*WHAT IS EXPECTED*
Write out all of the entries exactly as given.

*** MATERIAL FOR THE TASK

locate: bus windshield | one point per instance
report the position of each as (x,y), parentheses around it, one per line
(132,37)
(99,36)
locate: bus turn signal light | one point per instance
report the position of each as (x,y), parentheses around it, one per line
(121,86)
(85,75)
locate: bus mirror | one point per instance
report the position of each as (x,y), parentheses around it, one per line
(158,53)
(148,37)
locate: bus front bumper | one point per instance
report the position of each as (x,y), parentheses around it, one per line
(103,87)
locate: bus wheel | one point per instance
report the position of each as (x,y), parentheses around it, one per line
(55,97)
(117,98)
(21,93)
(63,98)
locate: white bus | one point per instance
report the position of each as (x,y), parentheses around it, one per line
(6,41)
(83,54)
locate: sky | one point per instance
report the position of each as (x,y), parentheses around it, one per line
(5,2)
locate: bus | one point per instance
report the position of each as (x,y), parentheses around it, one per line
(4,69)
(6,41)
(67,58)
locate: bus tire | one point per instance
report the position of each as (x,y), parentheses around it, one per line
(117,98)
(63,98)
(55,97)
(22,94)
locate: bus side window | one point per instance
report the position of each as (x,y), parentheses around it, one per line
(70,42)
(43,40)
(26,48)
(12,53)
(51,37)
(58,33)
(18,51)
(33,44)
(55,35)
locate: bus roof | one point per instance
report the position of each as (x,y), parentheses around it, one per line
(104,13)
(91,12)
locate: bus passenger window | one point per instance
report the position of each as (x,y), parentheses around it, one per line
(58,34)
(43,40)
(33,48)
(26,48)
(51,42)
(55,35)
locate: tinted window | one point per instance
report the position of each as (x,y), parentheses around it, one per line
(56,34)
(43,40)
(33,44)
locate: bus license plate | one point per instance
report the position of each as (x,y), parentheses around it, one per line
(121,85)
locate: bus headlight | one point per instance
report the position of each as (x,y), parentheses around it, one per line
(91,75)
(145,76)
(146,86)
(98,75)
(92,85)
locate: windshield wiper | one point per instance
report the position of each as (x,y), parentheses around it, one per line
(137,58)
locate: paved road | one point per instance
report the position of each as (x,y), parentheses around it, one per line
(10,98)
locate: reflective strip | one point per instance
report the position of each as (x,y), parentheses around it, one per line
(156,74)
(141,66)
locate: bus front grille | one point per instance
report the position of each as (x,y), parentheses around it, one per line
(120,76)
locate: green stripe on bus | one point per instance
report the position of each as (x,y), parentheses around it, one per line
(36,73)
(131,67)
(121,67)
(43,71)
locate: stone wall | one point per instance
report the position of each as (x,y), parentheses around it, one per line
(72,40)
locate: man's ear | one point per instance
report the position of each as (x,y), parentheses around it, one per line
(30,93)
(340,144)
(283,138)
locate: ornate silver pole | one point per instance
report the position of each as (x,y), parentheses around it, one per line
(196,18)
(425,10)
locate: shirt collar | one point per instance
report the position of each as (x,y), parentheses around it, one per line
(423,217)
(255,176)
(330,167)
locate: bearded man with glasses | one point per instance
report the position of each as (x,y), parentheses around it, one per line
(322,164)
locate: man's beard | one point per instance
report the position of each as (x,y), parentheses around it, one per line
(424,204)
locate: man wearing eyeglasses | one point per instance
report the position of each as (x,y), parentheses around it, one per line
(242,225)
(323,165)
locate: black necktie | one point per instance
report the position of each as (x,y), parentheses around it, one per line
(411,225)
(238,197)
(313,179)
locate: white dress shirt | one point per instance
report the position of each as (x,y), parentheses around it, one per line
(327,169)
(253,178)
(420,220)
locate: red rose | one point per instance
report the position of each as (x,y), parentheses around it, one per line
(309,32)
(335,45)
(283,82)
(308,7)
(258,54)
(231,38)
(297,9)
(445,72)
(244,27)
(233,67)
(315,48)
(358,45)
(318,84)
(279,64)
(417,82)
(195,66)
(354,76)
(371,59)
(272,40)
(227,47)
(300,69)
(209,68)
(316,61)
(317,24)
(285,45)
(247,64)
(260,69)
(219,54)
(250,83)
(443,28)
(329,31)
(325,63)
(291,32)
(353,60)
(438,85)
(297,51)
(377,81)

******

*RESPONSE TO THIS TASK*
locate: bus windshield | one point per instance
report the position of each as (x,y), parentheses around it, one per line
(132,37)
(99,36)
locate: bus turn signal light | one point per instance
report the position of each as (x,y), parentheses around it, one per line
(121,86)
(85,75)
locate: bus mirror | one point per instance
report the position of each as (x,y), parentheses around it, one per line
(158,53)
(148,37)
locate: bus front bumper | one point per instance
report the position of each as (x,y), parentheses around it, one per line
(103,87)
locate: bus wheel | one point per instance
report the position of each as (x,y), parentheses around it, one per line
(55,97)
(117,98)
(21,93)
(63,98)
locate: white bus | one point per instance
report the position of each as (x,y), parentheses around it, one per line
(6,41)
(83,54)
locate: sky | one point per instance
report the position of each as (x,y), parentheses around it, one per line
(5,2)
locate: bus | one point per instance
report the position of each as (x,y), parentheses around it, one per line
(4,69)
(6,41)
(67,58)
locate: bus tire | one point per instance
report the position of each as (x,y), parentheses around it, one per line
(117,98)
(63,98)
(55,97)
(22,94)
locate: bus side window | one point per instance
report the position of each as (x,y), parentheses around it, one per line
(70,42)
(43,40)
(26,48)
(12,53)
(51,37)
(58,33)
(18,51)
(33,44)
(55,35)
locate: bus roof | one point per instance
report the position of each as (x,y), parentheses around it, one per line
(104,13)
(91,12)
locate: bus passenger window | one point per instance
report the position of each as (x,y), parentheses around it, one per line
(58,34)
(43,40)
(33,48)
(26,48)
(51,42)
(55,35)
locate: tinted window | one point per instance
report the position of each as (x,y), parentheses around it, one per line
(56,34)
(43,40)
(33,44)
locate: bus license plate | one point per instance
report the position of each as (x,y), parentheses around it, one per line
(121,85)
locate: bus headlight | one point per instance
report the position of each as (x,y), parentheses around it, one per line
(91,75)
(145,76)
(146,86)
(98,75)
(92,85)
locate: windshield wiper | one point per instance
report the position of each as (x,y), parentheses around it, one per line
(137,58)
locate: paved road | one point per instance
report the position of each as (x,y), parentheses around it, one per line
(10,98)
locate: reflective strip | one point per instance
report the position of each as (x,y), parentheses around it, one per line
(156,74)
(141,66)
locate: bus front grille | one point per instance
report the position of each as (x,y), parentheses around it, one per line
(120,76)
locate: green stripe on bus | one point per instance
report the position of each as (x,y), parentheses around it, one per line
(36,73)
(131,67)
(121,67)
(43,71)
locate: stone wall | one point per instance
report the position of each as (x,y), parentheses around it, one per line
(72,40)
locate: man's ear | one point per instance
report the position of each as (x,y), parentheses around it, one per line
(30,93)
(340,144)
(283,138)
locate: ornate silver pole | one point per instance
report the position of each as (x,y), parentheses around it, one per line
(196,18)
(425,10)
locate: shirt collar | one point per instance
report the position of each as (x,y), parentheses around it, one per line
(423,217)
(255,176)
(330,167)
locate: bearded man with glasses | one point per instance
report the position of each as (x,y), parentheses around it, one per line
(322,164)
locate: man's beard | one point per instance
report the position of each as (x,y), parentheses around it, one per line
(424,204)
locate: man wearing eyeglasses | one point per instance
report the position of each as (x,y), parentheses around it, one per line
(242,225)
(323,165)
locate: black necktie | one point per instance
report the position of each as (x,y), parentheses around it, one per line
(411,225)
(238,197)
(313,179)
locate: white dress shirt | one point per instance
report the position of each as (x,y), parentheses around it, one per line
(327,169)
(253,178)
(420,220)
locate: red rose | one point per instance
report the position of each as (x,y), parentheses around it, one per line
(309,32)
(335,45)
(283,82)
(308,7)
(258,54)
(231,38)
(297,9)
(445,72)
(244,27)
(233,67)
(315,48)
(358,45)
(318,84)
(279,64)
(417,82)
(195,66)
(354,76)
(371,59)
(272,40)
(227,47)
(300,69)
(209,68)
(316,61)
(317,24)
(285,45)
(247,64)
(260,69)
(219,54)
(250,83)
(443,28)
(329,31)
(325,63)
(291,32)
(353,60)
(438,85)
(297,51)
(377,81)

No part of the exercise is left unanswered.